EXTRACTED INFORMATION below:

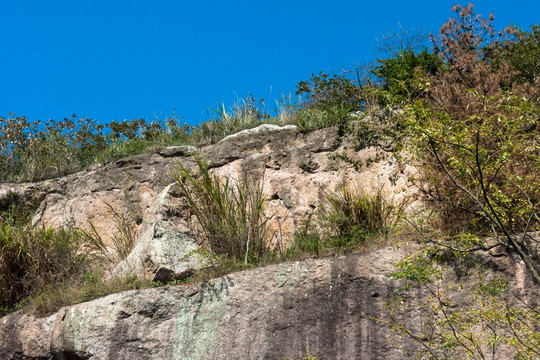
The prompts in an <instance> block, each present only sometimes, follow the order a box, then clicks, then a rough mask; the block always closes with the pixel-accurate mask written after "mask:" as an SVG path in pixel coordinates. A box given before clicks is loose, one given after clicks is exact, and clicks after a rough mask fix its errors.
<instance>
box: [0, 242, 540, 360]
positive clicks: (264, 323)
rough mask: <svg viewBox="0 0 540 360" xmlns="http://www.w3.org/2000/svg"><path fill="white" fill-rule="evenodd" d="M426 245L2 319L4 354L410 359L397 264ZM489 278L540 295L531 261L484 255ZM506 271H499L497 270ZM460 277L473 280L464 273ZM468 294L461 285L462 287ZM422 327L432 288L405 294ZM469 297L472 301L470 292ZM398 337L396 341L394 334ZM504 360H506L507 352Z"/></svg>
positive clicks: (359, 254)
mask: <svg viewBox="0 0 540 360" xmlns="http://www.w3.org/2000/svg"><path fill="white" fill-rule="evenodd" d="M417 248H418V247H417V246H414V245H413V246H405V247H400V248H397V247H388V248H384V249H380V250H376V251H373V252H367V253H363V254H355V255H349V256H341V257H332V258H322V259H315V260H307V261H301V262H293V263H286V264H279V265H273V266H268V267H265V268H258V269H254V270H249V271H243V272H239V273H234V274H230V275H227V276H225V277H222V278H218V279H214V280H211V281H208V282H205V283H201V284H194V285H183V286H171V287H163V288H155V289H149V290H140V291H128V292H124V293H119V294H113V295H110V296H107V297H104V298H101V299H97V300H94V301H91V302H87V303H83V304H79V305H75V306H70V307H65V308H62V309H61V310H60V311H58V312H57V313H56V314H54V315H52V316H50V317H48V318H35V317H33V316H30V315H23V314H21V313H16V314H12V315H9V316H6V317H4V318H2V319H0V339H1V340H0V358H1V359H43V360H45V359H156V360H157V359H227V360H230V359H239V360H240V359H242V360H243V359H272V360H273V359H282V358H295V359H298V358H301V357H302V356H305V355H306V354H308V352H309V353H310V354H312V355H316V356H317V357H318V358H319V359H324V360H326V359H336V360H337V359H347V360H348V359H381V358H384V359H388V360H393V359H406V358H409V356H408V355H407V350H410V349H414V347H415V346H417V345H415V344H414V343H413V342H411V340H410V339H408V338H403V339H400V340H399V343H398V344H397V346H395V345H394V346H391V345H390V342H389V340H390V339H391V338H392V336H393V333H392V332H391V331H390V329H389V328H388V327H386V326H385V325H382V324H379V323H377V322H376V321H374V320H373V318H378V319H387V318H388V311H387V310H386V309H385V307H384V305H383V304H384V303H385V302H386V301H387V300H389V299H391V298H392V296H393V293H394V289H396V288H397V287H398V286H400V284H399V283H398V282H397V281H396V280H394V279H391V278H389V277H388V275H389V273H390V272H392V271H393V270H394V263H395V262H396V261H398V260H400V259H402V258H403V256H404V255H405V254H407V253H410V252H412V251H414V250H417ZM478 261H487V262H489V263H490V264H488V265H489V268H490V269H491V270H489V271H487V272H486V273H485V274H484V276H485V277H486V278H493V277H497V278H500V277H502V278H505V279H508V280H510V281H511V282H512V284H513V286H514V289H515V290H516V291H518V292H519V293H520V294H521V295H522V296H523V299H524V300H526V301H529V302H530V303H533V304H534V302H535V301H536V302H538V300H539V299H538V294H535V292H534V289H535V287H534V286H533V285H532V283H531V281H532V280H531V279H530V277H529V276H527V274H526V272H524V266H523V264H520V263H519V262H516V261H514V260H513V259H512V257H511V256H499V257H497V258H489V257H483V258H479V260H478ZM495 269H496V272H494V270H495ZM452 276H453V277H454V279H453V281H458V279H459V281H460V282H462V283H463V286H464V287H467V286H469V285H470V284H469V282H468V280H467V278H460V275H459V273H456V274H454V275H452ZM456 295H457V296H458V297H459V296H460V294H459V291H457V294H456ZM405 296H408V297H410V298H411V301H412V302H411V307H410V311H409V313H408V314H407V315H406V317H405V318H403V319H401V320H402V322H403V323H404V324H407V325H410V326H414V324H417V323H418V322H419V321H420V320H421V317H422V316H423V313H422V312H421V311H419V308H418V307H417V306H418V302H419V301H422V300H423V299H424V298H425V297H426V296H427V293H425V292H423V291H422V289H420V288H417V289H412V290H411V291H409V292H408V293H406V294H405ZM464 301H466V299H464ZM393 339H394V340H395V338H393ZM499 358H501V359H503V358H504V357H499Z"/></svg>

End of EXTRACTED INFORMATION.

> [DIRECTIONS] Leave out the pictures and output the rest of the records exactly.

> [ANSWER TO THIS TASK]
The prompts in an <instance> block, each present only sometimes, follow the order a box, then clicks, then a rough mask; the block always closes with the pixel-accurate mask written after "mask:" as an SVG path in pixel coordinates. A box given before clicks is loose, one given after clicks is exact, and clicks after a rough mask fix its errors.
<instance>
box: [0, 242, 540, 360]
positive clicks: (264, 323)
rough mask: <svg viewBox="0 0 540 360" xmlns="http://www.w3.org/2000/svg"><path fill="white" fill-rule="evenodd" d="M426 245L2 319L4 354L410 359L397 264ZM489 278L540 295L531 261L484 255ZM506 271H499L497 270ZM460 277L473 280L464 273ZM468 294L461 285L462 287ZM422 327L432 288L405 294ZM469 297L472 301L470 292ZM398 337L396 341L394 334ZM504 360H506L507 352Z"/></svg>
positive clicks: (359, 254)
mask: <svg viewBox="0 0 540 360" xmlns="http://www.w3.org/2000/svg"><path fill="white" fill-rule="evenodd" d="M417 248H418V247H417V246H414V245H413V246H405V247H400V248H397V247H388V248H384V249H380V250H376V251H373V252H367V253H363V254H355V255H349V256H341V257H332V258H322V259H315V260H307V261H301V262H293V263H286V264H279V265H273V266H268V267H265V268H258V269H254V270H249V271H243V272H239V273H234V274H230V275H227V276H225V277H222V278H218V279H214V280H211V281H208V282H205V283H201V284H194V285H183V286H171V287H163V288H155V289H149V290H140V291H128V292H124V293H119V294H113V295H110V296H107V297H104V298H101V299H97V300H94V301H91V302H87V303H83V304H79V305H75V306H70V307H65V308H62V309H61V310H60V311H58V312H57V313H56V314H54V315H52V316H50V317H48V318H35V317H33V316H30V315H23V314H21V313H16V314H12V315H9V316H6V317H4V318H2V319H0V339H1V340H0V358H1V359H43V360H45V359H156V360H157V359H227V360H230V359H239V360H240V359H242V360H243V359H272V360H273V359H282V358H295V359H298V358H301V357H302V356H305V355H306V354H308V352H309V353H310V354H312V355H316V356H317V357H318V358H319V359H324V360H326V359H336V360H337V359H347V360H348V359H381V358H384V359H388V360H393V359H406V358H409V356H408V355H407V350H410V349H414V347H415V346H417V345H415V344H414V343H413V342H411V340H410V339H408V338H403V339H400V340H399V343H398V344H397V346H395V345H394V346H391V345H390V342H389V340H390V339H391V338H392V336H393V333H392V332H391V331H390V329H389V328H388V327H386V326H385V325H382V324H379V323H377V322H376V321H374V320H373V318H378V319H387V318H388V311H387V310H386V309H385V307H384V305H383V304H384V303H385V302H386V301H387V300H389V299H391V298H392V296H393V293H394V289H396V288H397V287H398V286H400V284H399V283H398V282H397V281H396V280H394V279H391V278H389V277H388V275H389V273H390V272H392V271H393V270H394V263H395V262H396V261H398V260H400V259H402V258H403V256H404V255H405V254H407V253H410V252H412V251H414V250H417ZM478 261H487V262H489V263H490V264H488V265H489V268H490V269H491V270H489V271H487V272H486V273H485V274H484V276H485V277H486V278H493V277H497V278H500V277H502V278H505V279H508V280H510V281H511V282H512V284H513V286H514V289H515V290H516V291H518V292H519V293H520V294H521V295H522V296H523V299H524V300H526V301H529V302H530V303H533V304H534V302H535V301H536V302H538V300H539V299H538V294H535V292H534V289H535V287H534V286H533V285H532V283H531V281H532V280H531V279H530V277H529V276H527V274H526V272H524V266H523V264H520V263H519V262H516V261H514V260H513V259H512V257H511V256H499V257H497V258H489V257H483V258H479V260H478ZM495 269H496V272H494V270H495ZM452 276H453V277H454V279H453V281H458V279H459V281H460V282H462V283H463V286H464V287H467V286H469V285H470V284H469V282H468V280H467V278H460V275H459V273H456V274H454V275H452ZM456 295H457V296H458V297H459V296H460V294H459V291H457V294H456ZM405 296H408V297H410V298H411V301H412V302H411V307H410V311H409V313H408V314H407V315H406V317H405V318H403V319H401V320H402V322H403V323H404V324H407V325H410V326H414V324H417V323H418V322H419V321H420V320H421V317H422V316H423V313H422V312H421V311H419V308H418V307H417V306H418V302H419V301H422V300H423V299H424V298H425V297H426V296H427V293H425V292H423V291H422V289H420V288H417V289H412V290H411V291H409V292H408V293H406V294H405ZM464 301H466V299H464ZM393 339H394V340H395V338H393ZM499 358H501V359H503V358H504V357H499Z"/></svg>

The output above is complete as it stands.